### EXCERPT
Surprisingly, when looking at the optimal protein–cholesterol interactions, the investigators realized that CRAC / CARC motifs can not by themselves attract cholesterol, because they contain amino acid sequences that actively repel it. Instead, the results suggest that there is a fine balance in protein structures surrounding CRAC / CARC between those that attract cholesterol and those that repel it. This exerts a more complex set of thermodynamic forces that holds the lipid in place. From this perspective, it is not that cholesterol binds to CRAC / CARC motifs, but that neighboring structures in the protein facilitate cholesterol accumulation. Experiments using nuclear magnetic resonance scans and cellular assays confirmed that this explanation is more likely, and provided more detail about the exact amino acid residues involved.
"The typical idea is that molecules bind because their shapes fit together, but in this case it's clear that the mechanism is not normal," Risselada said. "It makes a lot more sense to think about this as a membrane-mediated effect that fixes some compositional features but also enables a lot of flexibility. The protein induces a high energy state in the membrane, which causes an effective cholesterol attraction."
Evo-MD needs to run large pools of amino acid sequences simultaneously in order to capture the diversity of all potential solutions. This means running many simulations in parallel, using up to thousands of compute cores. For this reason, doing this research efficiently was only possible using HLRS's Hawk supercomputer and other HPC systems. By conducting the research on multiple computers and receiving consistent results, the investigators gained confidence that their method is sound.

### PARTS OF THE EXERCISE
**1.** Reproduce the stretch of the passage on cholesterol binding from "Surprisingly, when looking" through "acid residues involved.".
**2.** In the passage on cholesterol binding, which supercomputer made it possible to do the research efficiently?
**3.** Pick up the passage on cholesterol binding after its final sentence and keep writing.
These lines have no connection to the passage on cholesterol binding.

Items from a dataset:
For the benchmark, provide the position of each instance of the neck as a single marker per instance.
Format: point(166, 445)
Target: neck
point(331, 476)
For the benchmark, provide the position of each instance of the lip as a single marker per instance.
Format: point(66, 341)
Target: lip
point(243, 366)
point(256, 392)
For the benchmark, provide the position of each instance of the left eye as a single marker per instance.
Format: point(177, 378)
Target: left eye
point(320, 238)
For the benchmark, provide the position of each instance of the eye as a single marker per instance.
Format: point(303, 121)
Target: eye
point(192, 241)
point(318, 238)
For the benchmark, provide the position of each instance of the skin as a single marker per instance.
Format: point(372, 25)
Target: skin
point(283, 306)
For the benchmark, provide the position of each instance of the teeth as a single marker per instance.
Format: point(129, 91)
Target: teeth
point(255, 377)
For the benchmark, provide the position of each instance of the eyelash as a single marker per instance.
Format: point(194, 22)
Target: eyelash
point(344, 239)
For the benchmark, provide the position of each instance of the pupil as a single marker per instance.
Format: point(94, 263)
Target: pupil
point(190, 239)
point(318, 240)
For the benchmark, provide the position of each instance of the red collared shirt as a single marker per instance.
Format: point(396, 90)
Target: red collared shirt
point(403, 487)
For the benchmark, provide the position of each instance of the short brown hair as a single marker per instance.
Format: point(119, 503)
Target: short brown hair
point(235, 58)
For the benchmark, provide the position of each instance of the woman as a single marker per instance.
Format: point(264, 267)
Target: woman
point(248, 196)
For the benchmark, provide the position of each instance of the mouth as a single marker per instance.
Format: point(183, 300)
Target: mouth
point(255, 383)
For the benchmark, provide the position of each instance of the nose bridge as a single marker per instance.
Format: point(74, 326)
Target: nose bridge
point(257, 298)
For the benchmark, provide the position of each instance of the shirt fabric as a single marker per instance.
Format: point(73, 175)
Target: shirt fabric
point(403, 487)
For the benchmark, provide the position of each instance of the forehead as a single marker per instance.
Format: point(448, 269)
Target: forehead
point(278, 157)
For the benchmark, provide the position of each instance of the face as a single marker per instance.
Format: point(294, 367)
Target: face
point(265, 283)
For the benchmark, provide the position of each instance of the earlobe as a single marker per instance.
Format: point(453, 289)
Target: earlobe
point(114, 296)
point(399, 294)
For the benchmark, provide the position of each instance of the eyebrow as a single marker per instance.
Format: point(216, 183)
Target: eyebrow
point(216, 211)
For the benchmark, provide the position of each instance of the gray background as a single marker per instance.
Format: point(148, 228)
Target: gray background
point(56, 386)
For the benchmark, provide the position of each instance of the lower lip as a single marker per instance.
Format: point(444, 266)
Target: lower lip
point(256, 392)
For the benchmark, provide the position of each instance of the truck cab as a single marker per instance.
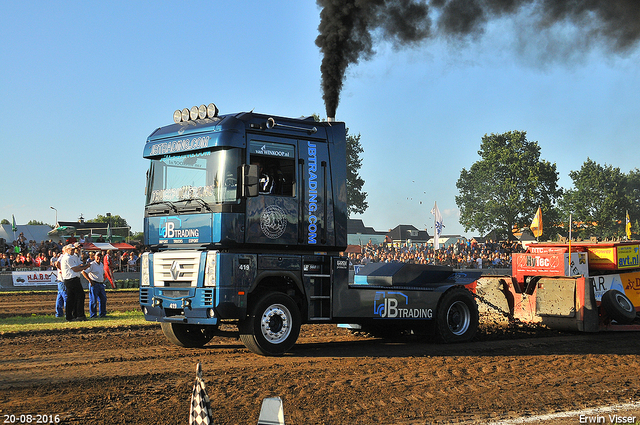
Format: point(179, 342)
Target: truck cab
point(241, 208)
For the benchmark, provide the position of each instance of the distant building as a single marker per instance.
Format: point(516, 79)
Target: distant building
point(406, 233)
point(31, 232)
point(359, 234)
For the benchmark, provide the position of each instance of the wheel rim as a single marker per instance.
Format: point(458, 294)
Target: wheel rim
point(624, 303)
point(458, 318)
point(276, 323)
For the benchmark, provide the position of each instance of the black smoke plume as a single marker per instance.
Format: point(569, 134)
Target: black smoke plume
point(347, 27)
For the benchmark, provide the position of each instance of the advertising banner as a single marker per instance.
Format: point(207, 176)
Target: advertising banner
point(627, 256)
point(31, 278)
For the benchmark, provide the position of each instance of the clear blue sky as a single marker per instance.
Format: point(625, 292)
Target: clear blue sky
point(84, 84)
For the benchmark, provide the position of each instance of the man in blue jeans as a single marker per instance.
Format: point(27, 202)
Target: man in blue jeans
point(61, 299)
point(97, 295)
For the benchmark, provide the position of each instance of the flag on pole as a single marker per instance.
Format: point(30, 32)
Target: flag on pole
point(200, 411)
point(536, 224)
point(438, 225)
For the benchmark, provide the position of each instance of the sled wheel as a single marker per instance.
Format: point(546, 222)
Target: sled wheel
point(186, 335)
point(457, 316)
point(618, 306)
point(273, 325)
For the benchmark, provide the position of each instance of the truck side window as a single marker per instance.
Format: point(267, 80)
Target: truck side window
point(276, 175)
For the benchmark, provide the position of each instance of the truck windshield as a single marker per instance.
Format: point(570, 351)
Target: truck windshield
point(205, 176)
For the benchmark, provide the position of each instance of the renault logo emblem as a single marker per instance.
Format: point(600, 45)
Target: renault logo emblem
point(175, 270)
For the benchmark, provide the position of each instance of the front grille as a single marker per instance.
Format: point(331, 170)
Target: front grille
point(207, 297)
point(176, 268)
point(144, 296)
point(175, 294)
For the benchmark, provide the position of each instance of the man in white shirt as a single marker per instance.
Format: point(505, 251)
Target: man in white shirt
point(97, 295)
point(70, 267)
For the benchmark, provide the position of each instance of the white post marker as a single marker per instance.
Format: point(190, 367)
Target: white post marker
point(271, 412)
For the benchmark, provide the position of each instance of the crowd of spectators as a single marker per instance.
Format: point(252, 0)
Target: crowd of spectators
point(30, 255)
point(463, 254)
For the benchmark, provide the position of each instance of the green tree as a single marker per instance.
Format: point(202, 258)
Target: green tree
point(633, 197)
point(504, 189)
point(356, 197)
point(598, 200)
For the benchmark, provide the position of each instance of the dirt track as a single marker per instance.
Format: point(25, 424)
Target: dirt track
point(134, 376)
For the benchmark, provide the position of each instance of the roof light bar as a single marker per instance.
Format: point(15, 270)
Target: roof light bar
point(195, 113)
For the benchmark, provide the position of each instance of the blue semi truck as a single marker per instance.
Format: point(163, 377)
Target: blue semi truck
point(246, 220)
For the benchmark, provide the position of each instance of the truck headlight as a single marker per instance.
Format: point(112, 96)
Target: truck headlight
point(144, 269)
point(210, 269)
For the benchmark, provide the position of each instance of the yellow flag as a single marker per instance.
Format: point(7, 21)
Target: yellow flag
point(536, 224)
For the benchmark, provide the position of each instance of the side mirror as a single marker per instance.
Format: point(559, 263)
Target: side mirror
point(249, 180)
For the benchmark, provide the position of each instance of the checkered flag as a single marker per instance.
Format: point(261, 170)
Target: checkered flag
point(200, 411)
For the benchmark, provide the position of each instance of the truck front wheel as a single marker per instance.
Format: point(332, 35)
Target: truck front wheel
point(618, 306)
point(186, 335)
point(273, 325)
point(457, 316)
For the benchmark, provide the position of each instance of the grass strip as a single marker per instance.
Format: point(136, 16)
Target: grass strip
point(50, 322)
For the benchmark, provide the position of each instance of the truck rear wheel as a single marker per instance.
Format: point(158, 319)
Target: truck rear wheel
point(273, 325)
point(186, 335)
point(457, 316)
point(618, 306)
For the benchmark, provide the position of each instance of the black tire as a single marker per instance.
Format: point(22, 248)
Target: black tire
point(618, 306)
point(273, 325)
point(186, 335)
point(457, 316)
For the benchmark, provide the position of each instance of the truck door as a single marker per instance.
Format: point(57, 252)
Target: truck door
point(272, 216)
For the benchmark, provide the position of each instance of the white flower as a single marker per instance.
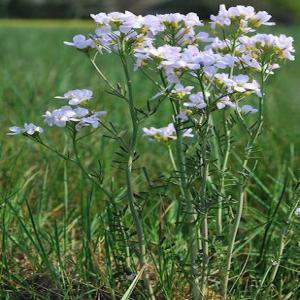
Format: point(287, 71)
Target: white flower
point(244, 16)
point(248, 109)
point(181, 91)
point(261, 18)
point(281, 46)
point(77, 96)
point(183, 116)
point(29, 129)
point(61, 116)
point(225, 102)
point(165, 133)
point(80, 42)
point(239, 83)
point(92, 120)
point(196, 101)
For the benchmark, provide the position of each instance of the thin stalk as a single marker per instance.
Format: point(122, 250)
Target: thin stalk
point(172, 158)
point(243, 183)
point(223, 170)
point(130, 193)
point(192, 237)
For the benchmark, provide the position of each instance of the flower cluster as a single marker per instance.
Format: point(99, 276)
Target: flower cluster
point(65, 115)
point(28, 129)
point(201, 71)
point(244, 17)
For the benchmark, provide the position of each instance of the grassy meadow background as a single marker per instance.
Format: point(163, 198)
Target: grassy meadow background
point(43, 200)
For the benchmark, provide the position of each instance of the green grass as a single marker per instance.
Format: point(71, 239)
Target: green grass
point(52, 236)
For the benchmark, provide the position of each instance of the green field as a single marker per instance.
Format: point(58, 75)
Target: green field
point(35, 67)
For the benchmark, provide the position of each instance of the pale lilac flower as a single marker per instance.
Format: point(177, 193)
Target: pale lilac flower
point(92, 120)
point(183, 116)
point(80, 42)
point(165, 133)
point(248, 109)
point(181, 91)
point(280, 45)
point(225, 102)
point(61, 116)
point(29, 129)
point(196, 101)
point(76, 97)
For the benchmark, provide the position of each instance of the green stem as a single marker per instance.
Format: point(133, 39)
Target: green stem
point(130, 193)
point(191, 216)
point(223, 170)
point(243, 182)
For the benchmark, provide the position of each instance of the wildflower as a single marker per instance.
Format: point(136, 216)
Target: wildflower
point(281, 46)
point(248, 109)
point(239, 83)
point(80, 42)
point(61, 116)
point(76, 97)
point(29, 129)
point(165, 134)
point(195, 101)
point(181, 91)
point(225, 102)
point(92, 120)
point(244, 16)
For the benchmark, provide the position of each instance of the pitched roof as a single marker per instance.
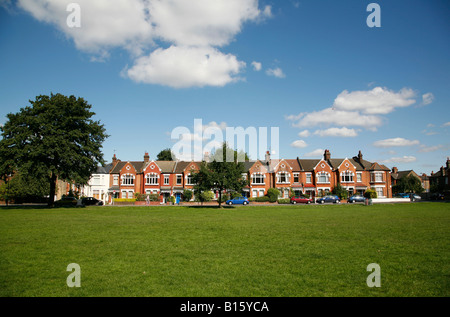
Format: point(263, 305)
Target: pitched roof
point(138, 165)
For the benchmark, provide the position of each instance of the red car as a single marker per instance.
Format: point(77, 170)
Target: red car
point(304, 200)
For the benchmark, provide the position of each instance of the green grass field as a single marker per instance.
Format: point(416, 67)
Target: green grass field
point(279, 251)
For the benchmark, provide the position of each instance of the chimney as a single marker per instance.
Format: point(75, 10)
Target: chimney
point(267, 157)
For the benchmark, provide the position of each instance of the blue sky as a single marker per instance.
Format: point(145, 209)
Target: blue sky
point(325, 78)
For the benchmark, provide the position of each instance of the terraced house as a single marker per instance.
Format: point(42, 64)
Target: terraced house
point(313, 177)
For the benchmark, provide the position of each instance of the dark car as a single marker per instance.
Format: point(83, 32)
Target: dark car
point(356, 199)
point(238, 201)
point(328, 199)
point(91, 201)
point(302, 200)
point(66, 202)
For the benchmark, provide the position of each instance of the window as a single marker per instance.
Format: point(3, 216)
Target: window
point(96, 180)
point(379, 191)
point(308, 178)
point(127, 179)
point(258, 178)
point(359, 177)
point(376, 177)
point(323, 177)
point(189, 180)
point(151, 179)
point(283, 177)
point(347, 177)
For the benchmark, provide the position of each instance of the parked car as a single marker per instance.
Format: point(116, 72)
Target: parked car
point(437, 196)
point(91, 201)
point(328, 199)
point(238, 201)
point(302, 200)
point(356, 199)
point(66, 202)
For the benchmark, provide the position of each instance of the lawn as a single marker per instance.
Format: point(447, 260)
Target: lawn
point(248, 251)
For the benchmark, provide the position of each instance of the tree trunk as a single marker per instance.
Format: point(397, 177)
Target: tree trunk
point(51, 198)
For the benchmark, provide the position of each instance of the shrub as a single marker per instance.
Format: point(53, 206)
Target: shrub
point(272, 194)
point(340, 191)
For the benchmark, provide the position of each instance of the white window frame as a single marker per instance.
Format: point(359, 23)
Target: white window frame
point(320, 174)
point(308, 178)
point(347, 177)
point(180, 179)
point(115, 179)
point(128, 179)
point(151, 179)
point(286, 176)
point(259, 176)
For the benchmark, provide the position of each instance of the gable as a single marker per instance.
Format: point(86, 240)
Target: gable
point(322, 165)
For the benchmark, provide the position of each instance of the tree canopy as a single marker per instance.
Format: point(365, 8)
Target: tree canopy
point(408, 184)
point(55, 137)
point(166, 155)
point(219, 174)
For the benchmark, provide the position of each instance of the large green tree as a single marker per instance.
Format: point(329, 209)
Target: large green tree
point(220, 174)
point(57, 137)
point(408, 184)
point(166, 155)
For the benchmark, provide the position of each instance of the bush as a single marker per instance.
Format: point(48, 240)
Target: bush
point(143, 197)
point(272, 194)
point(370, 193)
point(340, 191)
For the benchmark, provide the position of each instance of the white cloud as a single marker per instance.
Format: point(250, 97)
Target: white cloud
point(336, 132)
point(395, 142)
point(192, 30)
point(182, 67)
point(402, 159)
point(257, 66)
point(315, 153)
point(276, 72)
point(304, 134)
point(427, 98)
point(329, 116)
point(376, 101)
point(299, 144)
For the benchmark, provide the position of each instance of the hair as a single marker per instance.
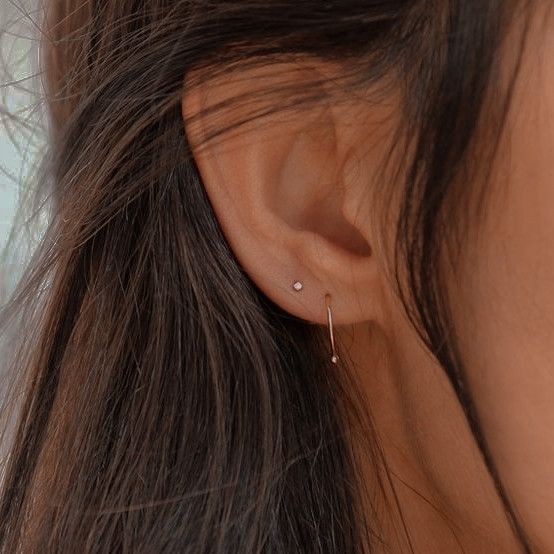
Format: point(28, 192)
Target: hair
point(161, 402)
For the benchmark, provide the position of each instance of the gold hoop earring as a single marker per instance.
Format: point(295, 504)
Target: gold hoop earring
point(334, 356)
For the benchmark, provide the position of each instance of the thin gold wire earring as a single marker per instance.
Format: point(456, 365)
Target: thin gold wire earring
point(334, 356)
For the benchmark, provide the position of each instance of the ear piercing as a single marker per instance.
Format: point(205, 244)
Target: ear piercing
point(334, 355)
point(298, 286)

### ANSWER SET
**1.**
Surprisingly, when looking at the optimal protein–cholesterol interactions, the investigators realized that CRAC / CARC motifs can not by themselves attract cholesterol, because they contain amino acid sequences that actively repel it. Instead, the results suggest that there is a fine balance in protein structures surrounding CRAC / CARC between those that attract cholesterol and those that repel it. This exerts a more complex set of thermodynamic forces that holds the lipid in place. From this perspective, it is not that cholesterol binds to CRAC / CARC motifs, but that neighboring structures in the protein facilitate cholesterol accumulation. Experiments using nuclear magnetic resonance scans and cellular assays confirmed that this explanation is more likely, and provided more detail about the exact amino acid residues involved.

**2.** HLRS's Hawk supercomputer, together with other HPC systems.

**3.**
As this research project developed, the investigators also improved the Evo-MD algorithm to use supercomputing capabilities more efficiently. Completing all simulations for each generation of amino acid sequences before moving to the next generation meant that initially many cores would spend time idling while waiting for others to finish their calculations. Today, the system uses a more complex workflow where generations do not evolve in a strictly chronological fasion but jump among pools of potential amino acid sequences in ways that improve load balancing and make better use of HPC's parallel computing capabilities.
In ongoing work, Risselada's team has been applying Evo-MD to new problems, including using evolutionary schemes to look at interactions among small molecules, which form much more complex systems. "Many research groups that use machine learning are very pragmatic, focusing on structure-based optimization for pharmaceutical applications," Rissealada explained. "Evo-MD allows us to measure very dynamic properties, and is enabling us to pursue research that is more unique and fundamental in nature."
— Christopher Williams
Methorst J, Verwei N, Hoffmann, et al. 2025. Physics-based evolution of transmembrane helices reveals mechanisms of cholesterol attraction. Nat Commun. 16: 9275.
Funding for HLRS's Hawk supercomputer was provided by the Baden-Württemberg Ministry for Science, Research, and the Arts and the German Federal Ministry of Research, Technology and Space through the Gauss Centre for Supercomputing (GCS).